Dataset rows on where objects are located:
>>
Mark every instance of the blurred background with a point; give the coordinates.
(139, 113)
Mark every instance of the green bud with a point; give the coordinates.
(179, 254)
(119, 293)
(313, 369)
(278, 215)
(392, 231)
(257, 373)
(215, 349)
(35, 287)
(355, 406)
<<
• _GOAL OF THE EXERCISE_:
Copy out every one of the rows above word for word, keeping each line and all coordinates unchanged.

• _TASK RESPONSE_:
Mark every instance of the blurred background with a point; give the coordinates.
(139, 113)
Mark every instance of the green bud with a point; give the coordinates.
(179, 254)
(119, 293)
(313, 369)
(278, 215)
(392, 231)
(257, 373)
(215, 349)
(35, 287)
(355, 406)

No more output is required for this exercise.